Bad RFP or Bad Contractor
I’ll be clear, I respond to many RFPs with “Google-like” features but I try and set expectations and constraints on what it can do. But the expectation of “just like Google” is whose fault? One could say the RFP writer doesn’t understand what the statement means. But at the same time, it is contractors who love to throw out buzzwords such as “big data”, “cloud ready” and “responsive design” that ultimately should be blamed. Software vendors routinely oversell their software and leave their users unhappy. Contractors do this as well and it hurts long term relationships with their clients.
Simple Always Wins
I keep telling myself for each proposal I submit, simple always wins. Simple isn’t claiming that something is “Google-like”. Simple is spelling out what it means to be such a thing. When we rely on buzzwords to describe what we do, or what our product does, or even our job titles; it obscures why we do what we do. A simple road map as to what your solutions requires for the RFP goes miles beyond a confusing, copy and paste RFP that contradicts itself on every page. For contractors, delivering a simple road map as to what your solution does helps just as much. We all see great presentations and proposals every day. They all have one thing in common. Clear, concise recognition of the problem and then a solution that is easily understood and actionable. I can only hope that I accomplish that every time.

•••

→ REQUIRED TASKS
1. Which buzzwords does the RFP piece say contractors love to throw out?
2. Render the records from the line containing "green grass field." through the end of the records, both included, as a Markdown table with the columns Row and Line. Leave out the pictures.

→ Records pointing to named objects
•••

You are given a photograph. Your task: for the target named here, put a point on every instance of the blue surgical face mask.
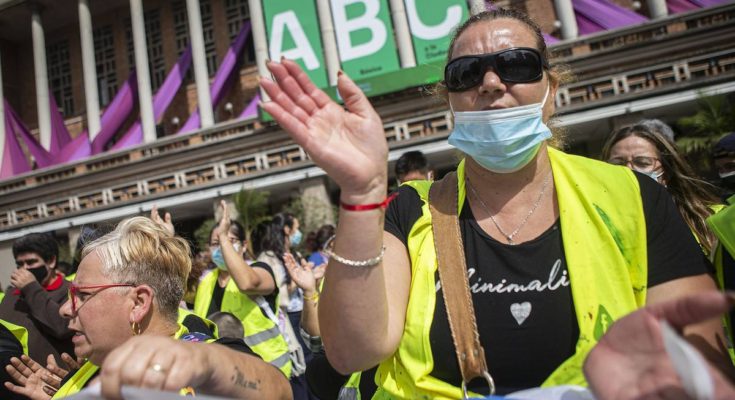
(296, 238)
(219, 259)
(503, 140)
(653, 175)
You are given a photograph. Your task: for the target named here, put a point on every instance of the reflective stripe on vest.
(20, 333)
(261, 334)
(351, 389)
(604, 240)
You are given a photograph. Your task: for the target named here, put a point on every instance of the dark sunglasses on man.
(514, 65)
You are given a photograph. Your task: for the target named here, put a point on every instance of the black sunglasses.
(515, 65)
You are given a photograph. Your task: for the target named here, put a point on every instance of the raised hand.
(71, 364)
(154, 362)
(630, 361)
(224, 223)
(349, 144)
(302, 274)
(31, 379)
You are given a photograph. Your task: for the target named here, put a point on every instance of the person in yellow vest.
(723, 258)
(557, 247)
(123, 309)
(247, 291)
(13, 344)
(38, 292)
(649, 152)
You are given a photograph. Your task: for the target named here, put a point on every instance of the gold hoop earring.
(135, 327)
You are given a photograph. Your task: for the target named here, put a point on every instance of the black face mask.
(40, 273)
(729, 181)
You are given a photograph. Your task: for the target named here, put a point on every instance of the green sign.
(365, 39)
(293, 32)
(432, 23)
(423, 75)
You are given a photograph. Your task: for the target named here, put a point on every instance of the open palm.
(349, 144)
(630, 361)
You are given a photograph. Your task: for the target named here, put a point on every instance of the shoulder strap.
(454, 281)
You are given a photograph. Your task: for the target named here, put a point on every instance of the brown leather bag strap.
(455, 282)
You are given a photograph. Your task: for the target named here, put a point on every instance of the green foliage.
(715, 118)
(311, 212)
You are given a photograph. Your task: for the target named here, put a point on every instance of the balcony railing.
(265, 149)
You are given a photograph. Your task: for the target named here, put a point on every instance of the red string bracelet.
(367, 207)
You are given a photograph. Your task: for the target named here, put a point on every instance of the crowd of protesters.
(545, 252)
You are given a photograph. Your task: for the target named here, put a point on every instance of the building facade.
(85, 52)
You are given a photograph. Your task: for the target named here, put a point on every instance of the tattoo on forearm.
(239, 379)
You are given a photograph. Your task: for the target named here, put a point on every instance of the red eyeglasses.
(73, 293)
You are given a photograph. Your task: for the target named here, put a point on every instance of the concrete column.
(200, 63)
(565, 14)
(257, 26)
(89, 70)
(477, 6)
(318, 208)
(331, 56)
(41, 75)
(657, 8)
(145, 99)
(403, 34)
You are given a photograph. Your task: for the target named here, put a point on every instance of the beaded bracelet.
(313, 298)
(370, 262)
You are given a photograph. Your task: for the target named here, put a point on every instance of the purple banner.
(42, 157)
(596, 15)
(14, 162)
(217, 90)
(116, 113)
(161, 100)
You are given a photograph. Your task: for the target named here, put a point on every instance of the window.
(104, 56)
(181, 31)
(154, 42)
(238, 13)
(59, 76)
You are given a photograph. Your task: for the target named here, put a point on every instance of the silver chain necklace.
(510, 236)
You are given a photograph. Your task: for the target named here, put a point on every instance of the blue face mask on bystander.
(296, 238)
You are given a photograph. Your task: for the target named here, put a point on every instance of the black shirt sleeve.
(673, 251)
(236, 344)
(402, 213)
(270, 298)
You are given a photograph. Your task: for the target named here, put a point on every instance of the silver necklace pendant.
(509, 237)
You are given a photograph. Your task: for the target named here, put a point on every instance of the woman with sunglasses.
(647, 151)
(123, 309)
(556, 246)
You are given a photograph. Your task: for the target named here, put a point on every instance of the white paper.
(134, 393)
(689, 365)
(563, 392)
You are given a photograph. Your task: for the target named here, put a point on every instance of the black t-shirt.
(525, 289)
(219, 292)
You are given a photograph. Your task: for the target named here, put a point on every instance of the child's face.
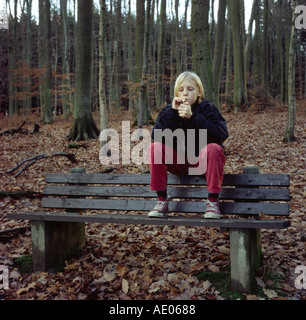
(188, 90)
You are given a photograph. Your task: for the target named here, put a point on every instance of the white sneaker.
(160, 210)
(212, 210)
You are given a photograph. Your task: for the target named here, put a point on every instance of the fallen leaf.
(109, 276)
(270, 293)
(260, 282)
(206, 285)
(213, 268)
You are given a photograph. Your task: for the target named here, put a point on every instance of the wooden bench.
(254, 199)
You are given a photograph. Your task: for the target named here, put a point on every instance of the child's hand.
(176, 103)
(184, 110)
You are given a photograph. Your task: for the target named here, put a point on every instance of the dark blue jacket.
(205, 116)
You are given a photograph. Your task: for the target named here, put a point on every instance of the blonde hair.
(193, 77)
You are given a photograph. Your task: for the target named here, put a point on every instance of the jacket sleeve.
(167, 118)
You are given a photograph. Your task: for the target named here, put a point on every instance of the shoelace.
(211, 205)
(161, 205)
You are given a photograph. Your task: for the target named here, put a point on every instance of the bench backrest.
(243, 194)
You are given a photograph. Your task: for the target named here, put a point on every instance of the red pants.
(210, 162)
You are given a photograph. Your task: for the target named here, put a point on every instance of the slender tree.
(102, 66)
(161, 54)
(45, 61)
(83, 127)
(219, 50)
(143, 103)
(201, 52)
(239, 74)
(289, 133)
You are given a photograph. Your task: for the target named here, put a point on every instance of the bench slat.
(144, 220)
(174, 192)
(229, 179)
(281, 209)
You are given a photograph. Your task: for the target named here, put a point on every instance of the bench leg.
(245, 257)
(53, 242)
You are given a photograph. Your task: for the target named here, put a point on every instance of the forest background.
(83, 56)
(80, 67)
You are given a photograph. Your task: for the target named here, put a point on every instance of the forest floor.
(153, 262)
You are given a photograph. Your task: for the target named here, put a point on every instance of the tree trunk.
(29, 57)
(83, 127)
(229, 66)
(118, 59)
(45, 60)
(65, 64)
(264, 56)
(219, 50)
(160, 55)
(239, 74)
(289, 134)
(143, 103)
(102, 66)
(247, 48)
(12, 42)
(201, 60)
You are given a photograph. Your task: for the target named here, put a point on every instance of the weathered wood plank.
(229, 179)
(174, 206)
(174, 192)
(145, 220)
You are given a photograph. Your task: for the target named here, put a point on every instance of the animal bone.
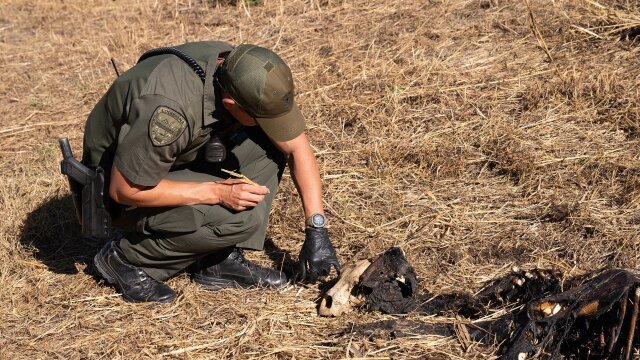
(340, 299)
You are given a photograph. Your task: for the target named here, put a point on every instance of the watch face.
(318, 220)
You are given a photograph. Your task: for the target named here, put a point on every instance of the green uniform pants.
(164, 241)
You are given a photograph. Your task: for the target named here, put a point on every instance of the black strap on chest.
(179, 53)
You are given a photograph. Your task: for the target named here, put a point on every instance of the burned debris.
(547, 316)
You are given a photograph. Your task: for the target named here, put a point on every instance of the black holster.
(87, 191)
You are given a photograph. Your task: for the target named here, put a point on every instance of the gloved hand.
(317, 255)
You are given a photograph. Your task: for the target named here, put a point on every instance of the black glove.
(317, 255)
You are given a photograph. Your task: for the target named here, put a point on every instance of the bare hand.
(238, 195)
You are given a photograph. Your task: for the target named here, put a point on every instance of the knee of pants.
(244, 226)
(254, 221)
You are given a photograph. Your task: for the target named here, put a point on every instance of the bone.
(339, 299)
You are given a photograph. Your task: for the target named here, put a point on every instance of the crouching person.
(164, 132)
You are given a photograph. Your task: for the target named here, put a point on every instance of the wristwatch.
(316, 220)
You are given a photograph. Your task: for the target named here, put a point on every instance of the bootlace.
(241, 259)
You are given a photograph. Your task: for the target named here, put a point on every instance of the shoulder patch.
(166, 126)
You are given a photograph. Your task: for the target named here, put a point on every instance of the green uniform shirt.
(155, 116)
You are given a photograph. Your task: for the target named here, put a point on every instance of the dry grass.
(462, 131)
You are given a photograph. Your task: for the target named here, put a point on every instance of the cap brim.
(285, 127)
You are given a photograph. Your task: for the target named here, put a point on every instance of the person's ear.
(228, 103)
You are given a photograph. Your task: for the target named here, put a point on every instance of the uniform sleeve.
(156, 132)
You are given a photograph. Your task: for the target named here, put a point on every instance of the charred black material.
(390, 284)
(592, 317)
(593, 320)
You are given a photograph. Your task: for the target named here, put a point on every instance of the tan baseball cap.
(262, 84)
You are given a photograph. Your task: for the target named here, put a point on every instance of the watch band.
(316, 220)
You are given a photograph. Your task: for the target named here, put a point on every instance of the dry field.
(474, 134)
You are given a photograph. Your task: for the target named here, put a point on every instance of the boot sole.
(110, 277)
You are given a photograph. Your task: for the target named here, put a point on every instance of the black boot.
(134, 284)
(220, 270)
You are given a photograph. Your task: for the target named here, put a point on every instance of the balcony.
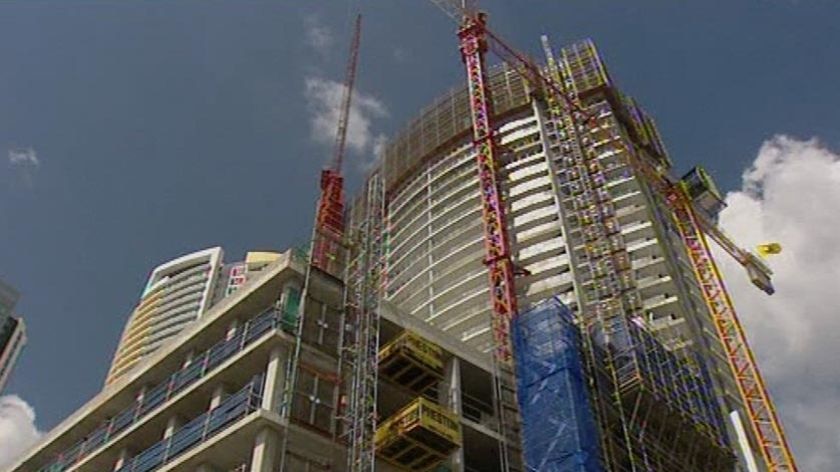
(179, 381)
(199, 430)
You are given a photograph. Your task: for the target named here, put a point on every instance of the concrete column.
(188, 359)
(172, 425)
(141, 394)
(450, 397)
(265, 451)
(275, 379)
(232, 327)
(219, 394)
(123, 456)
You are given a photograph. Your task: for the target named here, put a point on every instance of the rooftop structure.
(12, 333)
(176, 294)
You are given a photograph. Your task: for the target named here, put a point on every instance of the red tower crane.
(475, 40)
(329, 220)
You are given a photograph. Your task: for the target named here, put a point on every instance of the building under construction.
(384, 347)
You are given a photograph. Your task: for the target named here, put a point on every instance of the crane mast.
(475, 40)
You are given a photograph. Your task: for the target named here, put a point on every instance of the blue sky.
(161, 127)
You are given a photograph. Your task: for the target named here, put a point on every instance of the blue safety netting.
(559, 432)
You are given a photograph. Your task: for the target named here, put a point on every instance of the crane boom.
(475, 39)
(329, 219)
(347, 96)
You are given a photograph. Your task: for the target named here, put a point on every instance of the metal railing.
(199, 430)
(156, 396)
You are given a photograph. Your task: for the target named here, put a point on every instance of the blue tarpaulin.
(559, 431)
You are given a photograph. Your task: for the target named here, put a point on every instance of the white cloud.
(17, 428)
(318, 36)
(24, 157)
(323, 98)
(791, 194)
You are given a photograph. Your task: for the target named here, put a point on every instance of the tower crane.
(329, 220)
(693, 227)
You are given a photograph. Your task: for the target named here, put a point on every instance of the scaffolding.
(364, 281)
(654, 411)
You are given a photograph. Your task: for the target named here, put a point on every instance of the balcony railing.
(177, 382)
(199, 430)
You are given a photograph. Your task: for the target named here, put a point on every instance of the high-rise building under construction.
(380, 360)
(437, 269)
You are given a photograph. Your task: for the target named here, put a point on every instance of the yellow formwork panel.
(419, 436)
(411, 361)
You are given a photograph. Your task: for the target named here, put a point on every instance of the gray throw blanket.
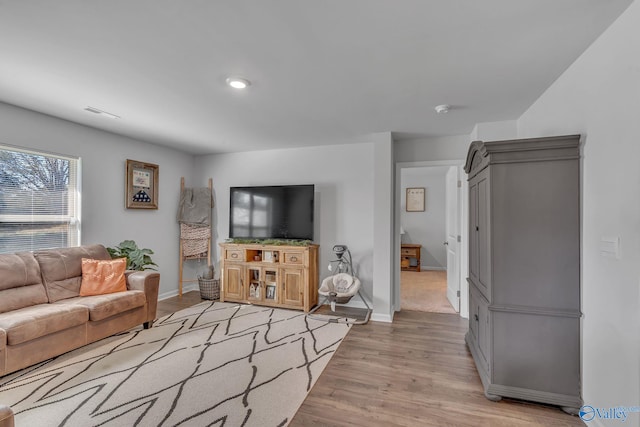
(195, 207)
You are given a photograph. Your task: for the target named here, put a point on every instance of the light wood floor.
(415, 371)
(424, 291)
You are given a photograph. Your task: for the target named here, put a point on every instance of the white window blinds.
(39, 200)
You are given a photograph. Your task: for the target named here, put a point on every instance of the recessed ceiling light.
(238, 82)
(101, 112)
(443, 108)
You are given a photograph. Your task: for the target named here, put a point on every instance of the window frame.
(73, 202)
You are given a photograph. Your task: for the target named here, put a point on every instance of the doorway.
(430, 280)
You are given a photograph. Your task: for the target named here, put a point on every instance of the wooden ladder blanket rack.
(194, 237)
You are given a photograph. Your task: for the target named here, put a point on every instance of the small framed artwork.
(142, 185)
(254, 290)
(415, 199)
(270, 292)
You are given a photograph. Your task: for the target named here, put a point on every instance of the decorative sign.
(142, 185)
(415, 199)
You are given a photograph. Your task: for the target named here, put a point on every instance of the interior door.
(453, 246)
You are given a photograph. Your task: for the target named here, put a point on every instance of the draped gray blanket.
(195, 207)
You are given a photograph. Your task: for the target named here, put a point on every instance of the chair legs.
(332, 301)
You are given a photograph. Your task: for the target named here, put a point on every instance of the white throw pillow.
(342, 282)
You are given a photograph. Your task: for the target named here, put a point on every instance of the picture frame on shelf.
(254, 290)
(270, 292)
(141, 191)
(415, 200)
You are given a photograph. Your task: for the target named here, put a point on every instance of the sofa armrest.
(149, 282)
(3, 352)
(6, 416)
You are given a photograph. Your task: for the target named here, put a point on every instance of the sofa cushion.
(20, 282)
(62, 269)
(101, 276)
(104, 306)
(36, 321)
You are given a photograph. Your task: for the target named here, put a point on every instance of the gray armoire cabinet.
(524, 268)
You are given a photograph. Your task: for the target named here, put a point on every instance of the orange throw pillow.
(101, 276)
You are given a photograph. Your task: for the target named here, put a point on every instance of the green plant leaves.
(137, 259)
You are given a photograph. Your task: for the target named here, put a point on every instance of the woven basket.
(209, 288)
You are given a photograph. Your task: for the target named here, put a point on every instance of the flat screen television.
(271, 212)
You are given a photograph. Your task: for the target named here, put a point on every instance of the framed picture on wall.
(141, 185)
(415, 199)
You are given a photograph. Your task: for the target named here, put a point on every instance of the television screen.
(272, 212)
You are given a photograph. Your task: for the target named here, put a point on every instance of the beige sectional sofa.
(42, 314)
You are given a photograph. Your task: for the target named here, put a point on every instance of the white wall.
(104, 217)
(426, 228)
(443, 148)
(343, 176)
(599, 97)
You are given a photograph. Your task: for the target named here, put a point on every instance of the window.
(39, 200)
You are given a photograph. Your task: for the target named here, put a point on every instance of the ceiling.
(322, 71)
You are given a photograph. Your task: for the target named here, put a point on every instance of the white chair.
(340, 288)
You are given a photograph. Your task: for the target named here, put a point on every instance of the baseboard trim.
(428, 267)
(536, 395)
(452, 296)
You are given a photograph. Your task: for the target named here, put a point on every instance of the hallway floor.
(424, 291)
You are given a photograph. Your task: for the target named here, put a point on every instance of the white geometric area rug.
(214, 364)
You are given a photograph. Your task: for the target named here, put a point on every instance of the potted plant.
(137, 259)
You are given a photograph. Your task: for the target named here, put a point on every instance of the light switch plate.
(610, 247)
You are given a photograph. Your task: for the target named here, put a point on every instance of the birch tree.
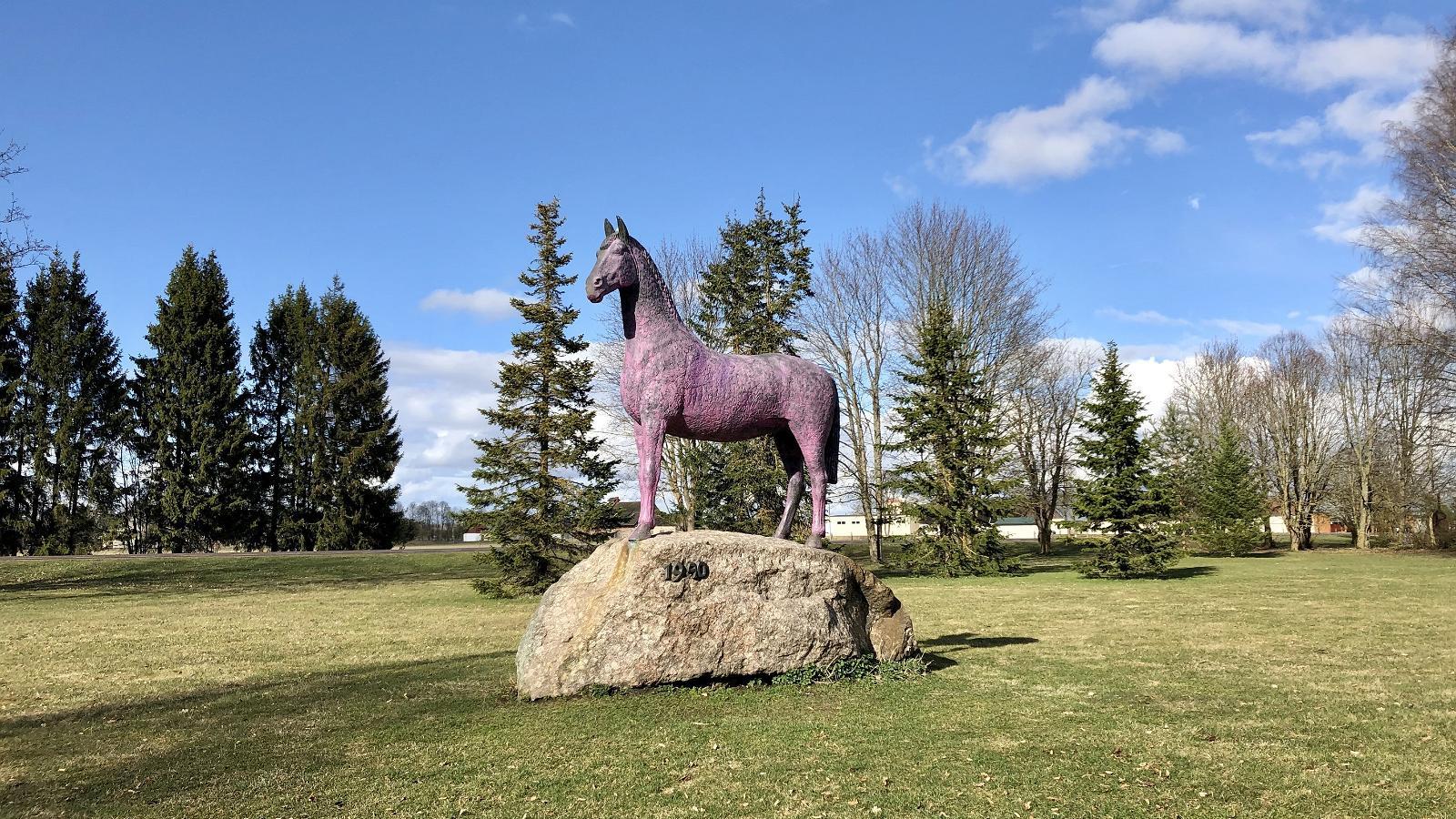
(1293, 429)
(849, 329)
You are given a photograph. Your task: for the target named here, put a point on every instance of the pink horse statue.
(674, 385)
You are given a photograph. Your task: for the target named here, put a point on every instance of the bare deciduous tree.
(1213, 387)
(1360, 385)
(1041, 419)
(18, 245)
(1412, 244)
(849, 325)
(1293, 429)
(944, 251)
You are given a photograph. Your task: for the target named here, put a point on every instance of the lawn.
(1318, 683)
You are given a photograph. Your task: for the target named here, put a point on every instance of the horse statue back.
(672, 383)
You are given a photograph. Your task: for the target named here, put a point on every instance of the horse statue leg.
(650, 462)
(819, 489)
(794, 467)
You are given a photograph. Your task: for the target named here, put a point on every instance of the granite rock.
(705, 605)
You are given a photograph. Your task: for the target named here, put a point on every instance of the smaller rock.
(705, 605)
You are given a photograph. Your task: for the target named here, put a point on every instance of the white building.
(854, 526)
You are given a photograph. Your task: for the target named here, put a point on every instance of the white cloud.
(1241, 327)
(1060, 142)
(1172, 48)
(1344, 222)
(439, 395)
(1162, 142)
(1283, 14)
(1365, 116)
(487, 302)
(1140, 317)
(900, 187)
(1155, 379)
(1108, 12)
(1303, 131)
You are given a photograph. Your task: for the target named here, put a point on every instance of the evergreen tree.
(749, 305)
(541, 481)
(72, 411)
(1118, 499)
(283, 398)
(1230, 511)
(354, 435)
(946, 423)
(191, 411)
(12, 480)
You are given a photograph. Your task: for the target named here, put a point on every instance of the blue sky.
(1176, 169)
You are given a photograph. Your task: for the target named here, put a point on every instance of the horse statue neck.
(648, 307)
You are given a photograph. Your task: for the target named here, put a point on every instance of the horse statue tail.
(832, 445)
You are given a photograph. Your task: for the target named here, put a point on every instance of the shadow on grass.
(938, 649)
(145, 576)
(967, 640)
(1186, 573)
(222, 739)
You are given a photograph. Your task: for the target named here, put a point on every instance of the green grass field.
(1318, 683)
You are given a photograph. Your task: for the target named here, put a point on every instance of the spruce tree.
(356, 442)
(541, 480)
(749, 305)
(1117, 499)
(283, 397)
(72, 411)
(946, 424)
(1230, 511)
(191, 411)
(12, 479)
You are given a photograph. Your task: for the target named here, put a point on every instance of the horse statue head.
(616, 268)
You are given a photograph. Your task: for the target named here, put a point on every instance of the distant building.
(1320, 525)
(1026, 528)
(854, 526)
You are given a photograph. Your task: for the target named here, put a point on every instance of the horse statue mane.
(672, 383)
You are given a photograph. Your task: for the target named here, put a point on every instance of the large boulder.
(705, 605)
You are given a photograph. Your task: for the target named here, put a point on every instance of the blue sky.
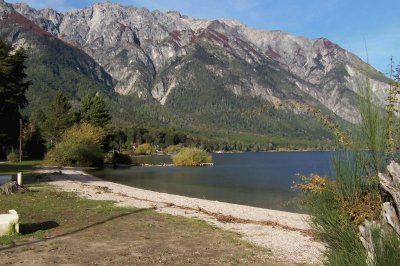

•••

→ SOLVED PROBLEMS
1. "Big data", "cloud ready" and "responsive design".

2.
| Row | Line |
|---|---|
| 1 | You are given a photograph. Your task: for the target named here, put a point on every instance of the green grass field. |
| 2 | (1318, 683) |
| 3 | You are given a photograph. Your task: for the target named here, put a point on every instance of the spruce tree. |
| 4 | (356, 442) |
| 5 | (541, 480) |
| 6 | (749, 305) |
| 7 | (1117, 499) |
| 8 | (283, 397) |
| 9 | (72, 411) |
| 10 | (946, 424) |
| 11 | (1230, 511) |
| 12 | (191, 411) |
| 13 | (12, 479) |
| 14 | You are given a photograph. Your task: for the target named here, put a point on every instance of the horse statue head. |
| 15 | (616, 268) |
| 16 | You are given a photograph. Your task: for the target named here, put a point on every instance of the distant building. |
| 17 | (1320, 525) |
| 18 | (1026, 528) |
| 19 | (854, 526) |
| 20 | You are given a photograph. Your task: for the target named here, put a point on every instance of the horse statue mane. |
| 21 | (672, 383) |
| 22 | You are given a photograph. Your task: for the target named here, put a point on every instance of the large boulder. |
| 23 | (705, 605) |
| 24 | You are given a photograph. Your task: for the target named here, put a point on every instance of the blue sky. |